Look through the records and copy each line that has "suit" in it.

====== GIVEN DATA ======

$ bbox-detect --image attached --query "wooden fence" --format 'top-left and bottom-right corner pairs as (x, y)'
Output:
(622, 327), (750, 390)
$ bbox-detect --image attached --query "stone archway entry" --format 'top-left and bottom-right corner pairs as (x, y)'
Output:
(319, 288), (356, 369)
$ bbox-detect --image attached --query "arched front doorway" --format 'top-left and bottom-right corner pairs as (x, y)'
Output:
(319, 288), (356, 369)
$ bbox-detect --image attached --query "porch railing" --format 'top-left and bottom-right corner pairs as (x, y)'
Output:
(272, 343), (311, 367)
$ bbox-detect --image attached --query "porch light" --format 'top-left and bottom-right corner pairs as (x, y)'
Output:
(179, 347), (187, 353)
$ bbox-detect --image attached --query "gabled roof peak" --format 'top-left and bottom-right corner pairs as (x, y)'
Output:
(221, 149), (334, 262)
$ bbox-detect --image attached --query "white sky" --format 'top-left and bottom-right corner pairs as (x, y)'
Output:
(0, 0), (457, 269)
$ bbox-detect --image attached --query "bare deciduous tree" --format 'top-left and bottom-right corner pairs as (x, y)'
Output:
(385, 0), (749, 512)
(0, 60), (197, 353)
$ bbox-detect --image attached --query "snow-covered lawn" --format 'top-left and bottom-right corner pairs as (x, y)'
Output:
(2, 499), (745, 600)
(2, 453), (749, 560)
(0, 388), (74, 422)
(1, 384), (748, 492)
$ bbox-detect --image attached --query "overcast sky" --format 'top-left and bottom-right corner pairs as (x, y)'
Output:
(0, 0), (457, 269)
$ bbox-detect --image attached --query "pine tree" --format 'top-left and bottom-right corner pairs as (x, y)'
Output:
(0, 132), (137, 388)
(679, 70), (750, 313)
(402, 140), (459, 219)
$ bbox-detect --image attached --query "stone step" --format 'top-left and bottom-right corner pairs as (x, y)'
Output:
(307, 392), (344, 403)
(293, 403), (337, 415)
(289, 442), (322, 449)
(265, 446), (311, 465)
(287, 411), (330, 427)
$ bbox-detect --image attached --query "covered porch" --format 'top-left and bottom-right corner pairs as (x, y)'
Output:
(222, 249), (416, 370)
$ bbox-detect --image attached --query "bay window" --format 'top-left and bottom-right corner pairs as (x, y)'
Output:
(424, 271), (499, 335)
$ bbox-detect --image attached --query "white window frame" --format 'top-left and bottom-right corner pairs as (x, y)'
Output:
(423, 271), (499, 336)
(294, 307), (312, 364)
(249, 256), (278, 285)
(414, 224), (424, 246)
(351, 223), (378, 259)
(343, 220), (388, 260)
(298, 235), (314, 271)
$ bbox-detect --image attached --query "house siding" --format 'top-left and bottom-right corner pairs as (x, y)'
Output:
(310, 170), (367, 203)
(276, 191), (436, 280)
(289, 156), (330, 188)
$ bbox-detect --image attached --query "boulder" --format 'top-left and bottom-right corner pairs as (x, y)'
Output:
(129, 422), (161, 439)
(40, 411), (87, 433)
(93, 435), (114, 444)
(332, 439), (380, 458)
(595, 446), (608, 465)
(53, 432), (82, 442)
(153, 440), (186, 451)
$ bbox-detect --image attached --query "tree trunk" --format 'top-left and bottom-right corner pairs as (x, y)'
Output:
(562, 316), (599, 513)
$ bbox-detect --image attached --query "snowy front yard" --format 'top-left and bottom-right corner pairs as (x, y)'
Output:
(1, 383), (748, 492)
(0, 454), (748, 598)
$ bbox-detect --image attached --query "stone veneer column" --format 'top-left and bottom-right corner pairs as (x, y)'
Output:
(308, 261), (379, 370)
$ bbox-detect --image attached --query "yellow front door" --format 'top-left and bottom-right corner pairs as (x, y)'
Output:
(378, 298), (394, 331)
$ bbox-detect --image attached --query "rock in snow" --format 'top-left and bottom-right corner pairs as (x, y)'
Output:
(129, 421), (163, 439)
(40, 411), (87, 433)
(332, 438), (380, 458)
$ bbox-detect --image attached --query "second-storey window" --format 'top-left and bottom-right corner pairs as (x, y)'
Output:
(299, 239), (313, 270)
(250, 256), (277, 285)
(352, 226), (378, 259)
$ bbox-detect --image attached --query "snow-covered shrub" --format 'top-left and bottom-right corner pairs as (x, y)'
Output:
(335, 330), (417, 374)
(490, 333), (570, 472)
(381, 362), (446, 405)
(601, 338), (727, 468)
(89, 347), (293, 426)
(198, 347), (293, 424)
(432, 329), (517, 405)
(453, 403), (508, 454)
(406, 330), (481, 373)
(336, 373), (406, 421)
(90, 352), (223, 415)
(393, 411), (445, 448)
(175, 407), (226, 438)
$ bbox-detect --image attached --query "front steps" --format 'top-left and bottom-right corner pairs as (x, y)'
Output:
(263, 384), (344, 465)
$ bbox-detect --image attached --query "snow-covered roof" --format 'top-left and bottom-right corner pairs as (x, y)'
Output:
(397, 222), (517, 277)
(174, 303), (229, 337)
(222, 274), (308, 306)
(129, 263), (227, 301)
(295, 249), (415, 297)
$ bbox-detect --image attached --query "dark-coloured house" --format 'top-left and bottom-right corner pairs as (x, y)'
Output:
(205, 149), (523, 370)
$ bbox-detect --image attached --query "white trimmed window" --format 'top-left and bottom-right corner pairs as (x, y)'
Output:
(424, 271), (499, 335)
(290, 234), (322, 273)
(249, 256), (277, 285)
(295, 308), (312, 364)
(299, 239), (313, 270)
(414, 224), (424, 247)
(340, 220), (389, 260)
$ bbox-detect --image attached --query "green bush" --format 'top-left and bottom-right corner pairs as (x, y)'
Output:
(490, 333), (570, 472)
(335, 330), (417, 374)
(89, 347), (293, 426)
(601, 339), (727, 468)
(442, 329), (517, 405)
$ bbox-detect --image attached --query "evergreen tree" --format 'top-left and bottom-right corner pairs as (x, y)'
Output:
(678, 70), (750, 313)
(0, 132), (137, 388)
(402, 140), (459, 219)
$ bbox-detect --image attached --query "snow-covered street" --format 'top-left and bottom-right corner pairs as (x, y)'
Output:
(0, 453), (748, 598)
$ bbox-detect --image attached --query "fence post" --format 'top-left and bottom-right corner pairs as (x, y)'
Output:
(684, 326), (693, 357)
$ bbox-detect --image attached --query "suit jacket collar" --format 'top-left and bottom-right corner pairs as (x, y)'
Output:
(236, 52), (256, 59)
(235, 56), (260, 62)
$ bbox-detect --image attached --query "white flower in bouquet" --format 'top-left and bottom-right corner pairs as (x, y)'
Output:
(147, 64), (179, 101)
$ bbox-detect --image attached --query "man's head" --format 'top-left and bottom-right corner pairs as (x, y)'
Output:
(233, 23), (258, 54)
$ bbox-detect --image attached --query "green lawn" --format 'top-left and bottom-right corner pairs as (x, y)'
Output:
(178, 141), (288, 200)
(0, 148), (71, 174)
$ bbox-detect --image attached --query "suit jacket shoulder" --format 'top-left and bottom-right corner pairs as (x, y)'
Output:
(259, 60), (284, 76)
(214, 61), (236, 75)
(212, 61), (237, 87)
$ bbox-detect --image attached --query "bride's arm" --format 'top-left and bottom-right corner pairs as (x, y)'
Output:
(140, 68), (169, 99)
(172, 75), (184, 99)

======

▶ ANSWER FOR THIS EXERCISE
$ bbox-detect --image attached --query "suit jacket collar" --format 'top-left and bottom-right corner pairs as (x, y)'
$ bbox-detect --image attached --query "suit jacket shoulder" --format 'top-left and bottom-right corner pairs as (x, y)'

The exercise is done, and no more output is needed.